_QUOTED PASSAGE_
Well, the great thing is I don’t read reviews, so I have absolutely no idea what people have said about this movie, and I can say that hand on heart. (Laughs.) So that’s probably a good thing. But with regards to how your choices appear on screen, that’s actually extremely difficult because you have no control as an actor. You often feel really disenfranchised from the editing and the process of when a film comes into fruition. It all happens in the edit, and it’s not just the take-to-take performance. I like to try and give a variation, which is how I know how to do it, but then you are laying yourself at the mercy of a directorial choice even more.
However, in this film, Jemima was really keen to involve me, particularly from a character perspective. She really included me, so I didn’t feel like that on this job at all. Of course, when it comes down to the final tone and all of that, that really is the job of the director. But I felt very included by Jemima, and it’s made me want to make sure that that’s always the case moving forward, that you do have a say and a voice, if you want to. Some actors just like to turn up and do it, and then never watch the movie. But I feel so connected and passionate about the roles I’ve played that I find it very hard to let go.
Yeah, some actors are afraid that they’ll over-analyze the choices that the editor or director made, and then they’ll start making their future choices based on someone else’s past choices. So it’s complicated.
Yeah, it is really complicated because the last thing you want is to have a third eye on yourself as you’re acting. You obviously want to appreciate craft and understand where the camera is so that you can give the best performance, but at the end of the day, you just want to jump off the cliff’s edge and be in the moment. When you control a moment or you’re judging yourself, you’re killing it. So it is super tricky, and I don’t know quite what the balance is yet. It’s really hard. Maybe it varies movie to movie and how much you trust a director and everyone involved. So it all comes down to trust.
So, in 2021, when you spent half your life in a hair and makeup trailer for Pam & Tommy, how would you pass the time? Did you run lines in your head? Listen to podcasts? Zone out for two hours? What does one do?
(Laughs.) It’s so funny. I would have loved to have counted the amount of days I spent in the makeup trailer. It probably was half the year. With that job, I had a video reel of almost every interview Pamela Anderson has ever done, and so I learned them all by heart. I could parrot along. I also listened to ‘90s music to get myself in the zone. I really had an amazing hair and makeup team. Honestly, it was like a long meditation before work. It was four hours, but I almost wouldn’t have been able to do the day without it. So, strangely, I was fine with it, but I was dead by the end. I was on my knees and I-never-wanna-work-again tired. (Laughs.) But luckily, that didn’t last too long. So it was all part of the experience, and I was grateful for that time. I needed it to find the character each day.

Saved data entries:

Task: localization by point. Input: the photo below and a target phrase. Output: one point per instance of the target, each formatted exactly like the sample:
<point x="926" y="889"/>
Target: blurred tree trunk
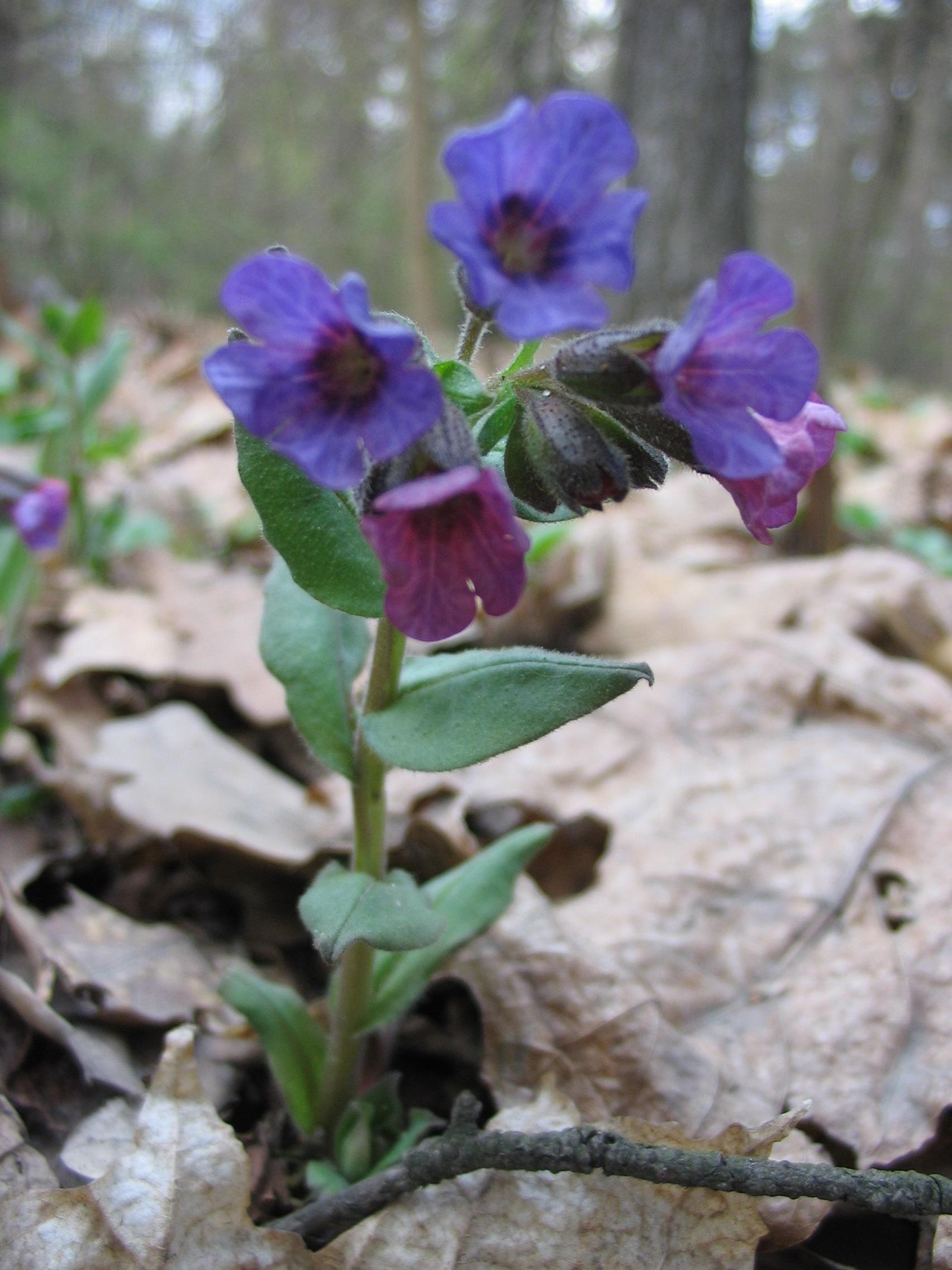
<point x="857" y="214"/>
<point x="12" y="25"/>
<point x="683" y="75"/>
<point x="529" y="44"/>
<point x="418" y="253"/>
<point x="926" y="170"/>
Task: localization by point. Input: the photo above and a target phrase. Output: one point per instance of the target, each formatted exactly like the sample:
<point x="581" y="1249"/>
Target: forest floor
<point x="744" y="911"/>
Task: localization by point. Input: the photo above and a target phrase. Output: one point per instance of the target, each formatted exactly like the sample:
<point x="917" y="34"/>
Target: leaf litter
<point x="764" y="926"/>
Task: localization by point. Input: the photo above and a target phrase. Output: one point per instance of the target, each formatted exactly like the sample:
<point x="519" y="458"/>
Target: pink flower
<point x="806" y="445"/>
<point x="444" y="540"/>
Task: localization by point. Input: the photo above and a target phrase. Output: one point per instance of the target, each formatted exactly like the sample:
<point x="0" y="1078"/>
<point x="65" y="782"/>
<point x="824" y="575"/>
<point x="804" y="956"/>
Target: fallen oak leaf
<point x="542" y="1221"/>
<point x="177" y="1201"/>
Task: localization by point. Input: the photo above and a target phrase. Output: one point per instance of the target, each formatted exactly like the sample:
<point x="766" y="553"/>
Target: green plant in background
<point x="390" y="483"/>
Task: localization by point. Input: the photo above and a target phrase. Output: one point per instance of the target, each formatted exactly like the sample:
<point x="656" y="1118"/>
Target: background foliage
<point x="145" y="145"/>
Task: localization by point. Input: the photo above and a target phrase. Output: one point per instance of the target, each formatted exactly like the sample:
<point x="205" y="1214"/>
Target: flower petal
<point x="408" y="404"/>
<point x="281" y="299"/>
<point x="254" y="383"/>
<point x="772" y="374"/>
<point x="750" y="290"/>
<point x="601" y="248"/>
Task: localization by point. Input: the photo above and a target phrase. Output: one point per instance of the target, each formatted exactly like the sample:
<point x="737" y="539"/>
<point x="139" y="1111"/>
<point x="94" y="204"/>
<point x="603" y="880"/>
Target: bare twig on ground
<point x="464" y="1150"/>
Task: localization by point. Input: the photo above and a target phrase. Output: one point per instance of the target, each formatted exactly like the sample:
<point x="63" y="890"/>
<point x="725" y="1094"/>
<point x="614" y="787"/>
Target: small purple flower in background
<point x="40" y="514"/>
<point x="329" y="384"/>
<point x="444" y="540"/>
<point x="535" y="228"/>
<point x="719" y="369"/>
<point x="806" y="445"/>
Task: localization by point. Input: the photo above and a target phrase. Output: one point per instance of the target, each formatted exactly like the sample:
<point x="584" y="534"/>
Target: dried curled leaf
<point x="177" y="1201"/>
<point x="494" y="1221"/>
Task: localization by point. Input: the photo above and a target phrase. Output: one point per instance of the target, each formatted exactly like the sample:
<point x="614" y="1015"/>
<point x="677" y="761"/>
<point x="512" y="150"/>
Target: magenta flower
<point x="36" y="508"/>
<point x="535" y="228"/>
<point x="719" y="370"/>
<point x="329" y="385"/>
<point x="806" y="445"/>
<point x="444" y="540"/>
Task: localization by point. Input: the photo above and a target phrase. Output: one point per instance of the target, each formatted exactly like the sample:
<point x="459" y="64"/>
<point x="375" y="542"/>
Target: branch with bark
<point x="465" y="1150"/>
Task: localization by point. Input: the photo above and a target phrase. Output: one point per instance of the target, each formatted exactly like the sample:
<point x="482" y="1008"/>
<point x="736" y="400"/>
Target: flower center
<point x="347" y="369"/>
<point x="521" y="243"/>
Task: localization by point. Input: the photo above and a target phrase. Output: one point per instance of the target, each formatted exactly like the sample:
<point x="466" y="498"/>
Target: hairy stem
<point x="353" y="974"/>
<point x="470" y="337"/>
<point x="463" y="1150"/>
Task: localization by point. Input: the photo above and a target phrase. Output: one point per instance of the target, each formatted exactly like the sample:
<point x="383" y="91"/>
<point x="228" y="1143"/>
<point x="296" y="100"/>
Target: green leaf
<point x="84" y="329"/>
<point x="470" y="897"/>
<point x="9" y="376"/>
<point x="455" y="709"/>
<point x="463" y="386"/>
<point x="497" y="424"/>
<point x="97" y="377"/>
<point x="316" y="653"/>
<point x="116" y="444"/>
<point x="314" y="529"/>
<point x="342" y="906"/>
<point x="419" y="1123"/>
<point x="321" y="1177"/>
<point x="293" y="1042"/>
<point x="545" y="540"/>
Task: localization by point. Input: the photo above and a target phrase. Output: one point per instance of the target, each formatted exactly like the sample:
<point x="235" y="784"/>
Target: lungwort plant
<point x="393" y="487"/>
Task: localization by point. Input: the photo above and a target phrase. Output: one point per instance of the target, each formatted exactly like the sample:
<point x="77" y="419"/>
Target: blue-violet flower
<point x="39" y="512"/>
<point x="329" y="385"/>
<point x="717" y="371"/>
<point x="444" y="540"/>
<point x="535" y="229"/>
<point x="806" y="445"/>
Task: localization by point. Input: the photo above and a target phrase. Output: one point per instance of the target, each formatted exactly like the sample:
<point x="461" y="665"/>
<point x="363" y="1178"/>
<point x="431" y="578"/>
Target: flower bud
<point x="659" y="431"/>
<point x="611" y="365"/>
<point x="37" y="508"/>
<point x="564" y="451"/>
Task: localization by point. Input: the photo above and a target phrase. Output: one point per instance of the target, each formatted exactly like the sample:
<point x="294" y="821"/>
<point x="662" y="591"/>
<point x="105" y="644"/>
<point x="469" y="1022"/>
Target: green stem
<point x="472" y="334"/>
<point x="79" y="511"/>
<point x="353" y="974"/>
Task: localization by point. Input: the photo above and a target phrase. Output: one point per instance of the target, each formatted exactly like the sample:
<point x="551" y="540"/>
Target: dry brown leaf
<point x="494" y="1221"/>
<point x="738" y="953"/>
<point x="22" y="1168"/>
<point x="196" y="623"/>
<point x="170" y="771"/>
<point x="101" y="1140"/>
<point x="175" y="1202"/>
<point x="142" y="973"/>
<point x="102" y="1056"/>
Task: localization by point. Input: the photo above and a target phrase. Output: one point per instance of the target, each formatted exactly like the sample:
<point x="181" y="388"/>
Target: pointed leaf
<point x="316" y="653"/>
<point x="292" y="1039"/>
<point x="96" y="379"/>
<point x="314" y="529"/>
<point x="458" y="709"/>
<point x="470" y="897"/>
<point x="342" y="906"/>
<point x="463" y="386"/>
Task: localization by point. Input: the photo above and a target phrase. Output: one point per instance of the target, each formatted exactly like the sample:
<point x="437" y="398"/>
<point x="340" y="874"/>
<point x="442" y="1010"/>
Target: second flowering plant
<point x="394" y="488"/>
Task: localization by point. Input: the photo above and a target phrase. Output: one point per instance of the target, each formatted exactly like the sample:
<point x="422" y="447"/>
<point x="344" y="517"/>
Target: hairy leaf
<point x="316" y="653"/>
<point x="458" y="709"/>
<point x="314" y="529"/>
<point x="341" y="907"/>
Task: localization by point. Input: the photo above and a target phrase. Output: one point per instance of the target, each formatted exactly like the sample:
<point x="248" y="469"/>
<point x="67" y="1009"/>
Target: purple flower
<point x="806" y="445"/>
<point x="719" y="367"/>
<point x="329" y="385"/>
<point x="40" y="514"/>
<point x="535" y="228"/>
<point x="444" y="540"/>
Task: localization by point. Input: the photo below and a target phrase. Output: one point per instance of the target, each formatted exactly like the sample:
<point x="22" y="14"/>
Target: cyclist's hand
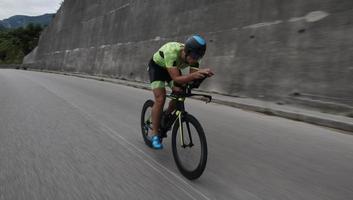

_TASKS TO CARRY OUT_
A. In the interview, how many hours did the hair and makeup take each day for Pam & Tommy?
B. In the interview, list the ways of passing time in the makeup trailer that the interviewer suggests.
C. Please repeat the interview word for word from "However, in this" to "hard to let go.".
These rows come from a different source than the interview.

_EXPECTED RESPONSES_
A. Four hours.

B. Running lines in your head, listening to podcasts, and zoning out for two hours.

C.
However, in this film, Jemima was really keen to involve me, particularly from a character perspective. She really included me, so I didn’t feel like that on this job at all. Of course, when it comes down to the final tone and all of that, that really is the job of the director. But I felt very included by Jemima, and it’s made me want to make sure that that’s always the case moving forward, that you do have a say and a voice, if you want to. Some actors just like to turn up and do it, and then never watch the movie. But I feel so connected and passionate about the roles I’ve played that I find it very hard to let go.